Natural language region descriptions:
☆ ☆ ☆ ☆ ☆ ☆ ☆
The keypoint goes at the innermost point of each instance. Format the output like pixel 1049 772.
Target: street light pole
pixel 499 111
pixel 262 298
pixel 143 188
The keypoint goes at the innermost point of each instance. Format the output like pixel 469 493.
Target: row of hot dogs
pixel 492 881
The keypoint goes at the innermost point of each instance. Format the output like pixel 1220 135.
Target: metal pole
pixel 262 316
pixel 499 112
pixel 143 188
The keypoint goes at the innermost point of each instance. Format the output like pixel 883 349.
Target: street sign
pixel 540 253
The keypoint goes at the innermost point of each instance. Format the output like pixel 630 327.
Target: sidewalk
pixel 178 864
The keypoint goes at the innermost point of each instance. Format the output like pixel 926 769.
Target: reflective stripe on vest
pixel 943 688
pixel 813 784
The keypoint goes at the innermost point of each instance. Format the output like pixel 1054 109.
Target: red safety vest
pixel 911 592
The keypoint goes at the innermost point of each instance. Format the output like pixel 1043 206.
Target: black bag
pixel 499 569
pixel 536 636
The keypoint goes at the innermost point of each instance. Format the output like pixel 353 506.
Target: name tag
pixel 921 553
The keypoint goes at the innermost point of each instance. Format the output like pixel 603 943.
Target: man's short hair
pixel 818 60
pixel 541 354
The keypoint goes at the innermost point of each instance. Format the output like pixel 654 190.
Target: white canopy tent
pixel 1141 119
☆ ☆ ☆ ☆ ☆ ☆ ☆
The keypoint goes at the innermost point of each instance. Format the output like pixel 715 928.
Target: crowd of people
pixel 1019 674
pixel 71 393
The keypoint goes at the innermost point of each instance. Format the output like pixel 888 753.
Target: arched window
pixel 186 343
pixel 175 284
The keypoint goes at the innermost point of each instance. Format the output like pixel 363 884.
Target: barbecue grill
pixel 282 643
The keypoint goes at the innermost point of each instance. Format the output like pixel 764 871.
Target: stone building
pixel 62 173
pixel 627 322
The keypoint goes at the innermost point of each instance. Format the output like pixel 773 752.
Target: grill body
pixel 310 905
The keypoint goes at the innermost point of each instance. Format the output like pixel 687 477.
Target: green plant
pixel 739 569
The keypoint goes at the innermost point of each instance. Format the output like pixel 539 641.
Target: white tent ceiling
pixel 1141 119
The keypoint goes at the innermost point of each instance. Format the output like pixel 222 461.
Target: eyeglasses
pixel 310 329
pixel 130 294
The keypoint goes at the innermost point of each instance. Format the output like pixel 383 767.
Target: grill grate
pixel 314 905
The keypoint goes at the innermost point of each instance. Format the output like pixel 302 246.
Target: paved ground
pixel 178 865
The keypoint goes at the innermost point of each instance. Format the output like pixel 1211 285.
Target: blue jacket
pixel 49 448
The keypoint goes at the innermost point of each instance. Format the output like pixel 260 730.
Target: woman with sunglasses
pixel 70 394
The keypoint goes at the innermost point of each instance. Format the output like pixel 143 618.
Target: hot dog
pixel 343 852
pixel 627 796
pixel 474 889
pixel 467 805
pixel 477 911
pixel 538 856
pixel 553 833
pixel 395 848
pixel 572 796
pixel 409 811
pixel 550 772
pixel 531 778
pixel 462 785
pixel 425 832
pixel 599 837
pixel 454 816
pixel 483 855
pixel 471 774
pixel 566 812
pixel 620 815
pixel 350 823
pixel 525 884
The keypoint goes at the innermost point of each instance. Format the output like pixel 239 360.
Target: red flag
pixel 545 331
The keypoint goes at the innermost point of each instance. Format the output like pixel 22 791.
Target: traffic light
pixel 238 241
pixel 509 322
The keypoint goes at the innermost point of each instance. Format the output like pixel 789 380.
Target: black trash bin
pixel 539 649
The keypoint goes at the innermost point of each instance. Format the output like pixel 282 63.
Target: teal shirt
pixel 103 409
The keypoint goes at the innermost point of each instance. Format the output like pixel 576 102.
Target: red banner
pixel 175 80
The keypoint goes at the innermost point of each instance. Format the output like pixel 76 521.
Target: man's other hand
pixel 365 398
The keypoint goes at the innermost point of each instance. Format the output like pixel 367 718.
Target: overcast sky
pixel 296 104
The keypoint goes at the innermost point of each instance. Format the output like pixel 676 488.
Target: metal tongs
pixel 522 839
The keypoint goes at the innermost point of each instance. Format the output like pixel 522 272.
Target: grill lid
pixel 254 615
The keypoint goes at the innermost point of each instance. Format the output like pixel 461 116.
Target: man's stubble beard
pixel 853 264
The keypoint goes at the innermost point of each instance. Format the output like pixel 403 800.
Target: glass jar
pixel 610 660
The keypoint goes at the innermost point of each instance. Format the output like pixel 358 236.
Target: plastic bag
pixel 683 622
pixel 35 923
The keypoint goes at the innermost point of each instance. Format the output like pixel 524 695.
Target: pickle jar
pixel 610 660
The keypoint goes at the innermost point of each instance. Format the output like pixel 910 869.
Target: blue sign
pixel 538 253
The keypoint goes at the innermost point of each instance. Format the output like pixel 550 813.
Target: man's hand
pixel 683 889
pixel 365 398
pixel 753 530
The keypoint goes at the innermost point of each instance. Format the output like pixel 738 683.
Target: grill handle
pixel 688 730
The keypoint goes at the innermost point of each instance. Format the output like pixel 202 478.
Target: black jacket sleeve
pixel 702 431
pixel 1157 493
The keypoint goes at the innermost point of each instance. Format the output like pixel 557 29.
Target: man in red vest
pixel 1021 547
☆ ☆ ☆ ☆ ☆ ☆ ☆
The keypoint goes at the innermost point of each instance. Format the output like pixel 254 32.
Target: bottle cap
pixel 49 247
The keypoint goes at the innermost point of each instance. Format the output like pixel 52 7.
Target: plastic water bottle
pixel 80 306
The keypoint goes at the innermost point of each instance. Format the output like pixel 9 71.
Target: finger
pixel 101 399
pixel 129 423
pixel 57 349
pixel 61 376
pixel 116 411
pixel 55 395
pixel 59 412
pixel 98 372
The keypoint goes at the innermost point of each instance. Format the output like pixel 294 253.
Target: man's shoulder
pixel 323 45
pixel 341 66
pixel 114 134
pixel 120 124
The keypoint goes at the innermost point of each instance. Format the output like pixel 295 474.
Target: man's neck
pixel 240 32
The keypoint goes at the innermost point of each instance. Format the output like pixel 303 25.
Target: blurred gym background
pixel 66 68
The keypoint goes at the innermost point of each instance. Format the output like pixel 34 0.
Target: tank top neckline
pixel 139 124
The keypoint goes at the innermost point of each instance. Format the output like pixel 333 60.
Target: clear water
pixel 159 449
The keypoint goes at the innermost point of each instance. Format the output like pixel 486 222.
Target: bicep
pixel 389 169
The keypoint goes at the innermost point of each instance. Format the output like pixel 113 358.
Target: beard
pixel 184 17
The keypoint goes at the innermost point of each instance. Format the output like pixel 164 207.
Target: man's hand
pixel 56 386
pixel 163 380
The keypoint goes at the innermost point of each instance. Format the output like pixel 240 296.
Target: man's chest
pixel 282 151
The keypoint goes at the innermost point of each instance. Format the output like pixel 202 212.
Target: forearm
☆ ☆ ☆ ☆ ☆ ☆ ☆
• Task description
Reproduce only the lines above, starting at the line with "pixel 926 769." and ending at the line with "pixel 1054 109.", exactly as written.

• Response to this task
The keypoint goes at the innermost point of each instance. Format the output like pixel 926 769.
Target: reflective stripe on vest
pixel 943 688
pixel 813 784
The keypoint goes at the innermost point of each instance. Format the output like pixel 1054 109.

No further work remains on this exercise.